• **EXERCISE DESCRIPTION**: Every line below that holds the string "like" should be copied.

[Natural language region descriptions]
....

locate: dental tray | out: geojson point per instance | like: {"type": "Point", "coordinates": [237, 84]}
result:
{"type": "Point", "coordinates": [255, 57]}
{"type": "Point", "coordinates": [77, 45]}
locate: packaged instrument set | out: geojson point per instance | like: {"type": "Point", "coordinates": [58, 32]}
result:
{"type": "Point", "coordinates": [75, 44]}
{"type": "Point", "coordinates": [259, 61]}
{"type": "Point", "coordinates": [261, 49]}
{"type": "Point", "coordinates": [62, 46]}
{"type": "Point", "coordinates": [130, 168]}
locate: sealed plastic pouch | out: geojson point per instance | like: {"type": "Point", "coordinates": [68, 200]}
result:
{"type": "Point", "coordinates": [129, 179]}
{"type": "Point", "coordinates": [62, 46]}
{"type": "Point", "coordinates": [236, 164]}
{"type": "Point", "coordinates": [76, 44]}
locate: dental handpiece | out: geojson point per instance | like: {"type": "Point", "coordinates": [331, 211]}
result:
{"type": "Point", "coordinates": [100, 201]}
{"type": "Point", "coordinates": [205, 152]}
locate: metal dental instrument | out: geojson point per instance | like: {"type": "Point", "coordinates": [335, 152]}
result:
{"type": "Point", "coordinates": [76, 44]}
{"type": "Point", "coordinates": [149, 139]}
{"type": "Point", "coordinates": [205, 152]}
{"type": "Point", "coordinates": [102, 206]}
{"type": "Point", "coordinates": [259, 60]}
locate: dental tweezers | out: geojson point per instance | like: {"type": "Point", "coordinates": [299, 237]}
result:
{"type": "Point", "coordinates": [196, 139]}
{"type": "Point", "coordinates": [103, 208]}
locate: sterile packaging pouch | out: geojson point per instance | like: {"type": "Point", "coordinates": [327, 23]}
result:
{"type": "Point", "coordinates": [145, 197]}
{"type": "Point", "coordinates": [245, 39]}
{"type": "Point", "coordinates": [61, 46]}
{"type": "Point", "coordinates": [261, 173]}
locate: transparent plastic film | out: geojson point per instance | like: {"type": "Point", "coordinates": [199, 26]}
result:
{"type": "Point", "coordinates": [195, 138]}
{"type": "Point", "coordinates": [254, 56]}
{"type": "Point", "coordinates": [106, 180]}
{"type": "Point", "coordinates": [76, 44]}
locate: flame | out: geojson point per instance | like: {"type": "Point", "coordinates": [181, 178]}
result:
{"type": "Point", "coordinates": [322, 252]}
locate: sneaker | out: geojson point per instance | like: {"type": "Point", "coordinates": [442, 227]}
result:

....

• **ANSWER TO THIS PROBLEM**:
locate: dental tray | out: geojson point per instance | like: {"type": "Point", "coordinates": [237, 84]}
locate: packaged instrument set | out: geojson point per instance | like: {"type": "Point", "coordinates": [58, 32]}
locate: sealed plastic pouch | out: geojson point per instance | like: {"type": "Point", "coordinates": [68, 200]}
locate: dental handpiece | out: geojson point per instance | like: {"type": "Point", "coordinates": [331, 211]}
locate: metal dental instrument | out: geojson point per instance | like: {"type": "Point", "coordinates": [335, 152]}
locate: dental tweezers | out: geojson point per instance | like: {"type": "Point", "coordinates": [299, 237]}
locate: sterile packaging pouch | out: geojson point per instance | like: {"type": "Point", "coordinates": [327, 23]}
locate: transparent plastic film | out: geojson point per instance | like: {"type": "Point", "coordinates": [199, 26]}
locate: flame | out: geojson point per instance | like: {"type": "Point", "coordinates": [181, 178]}
locate: sneaker | out: geojson point per instance | like: {"type": "Point", "coordinates": [442, 227]}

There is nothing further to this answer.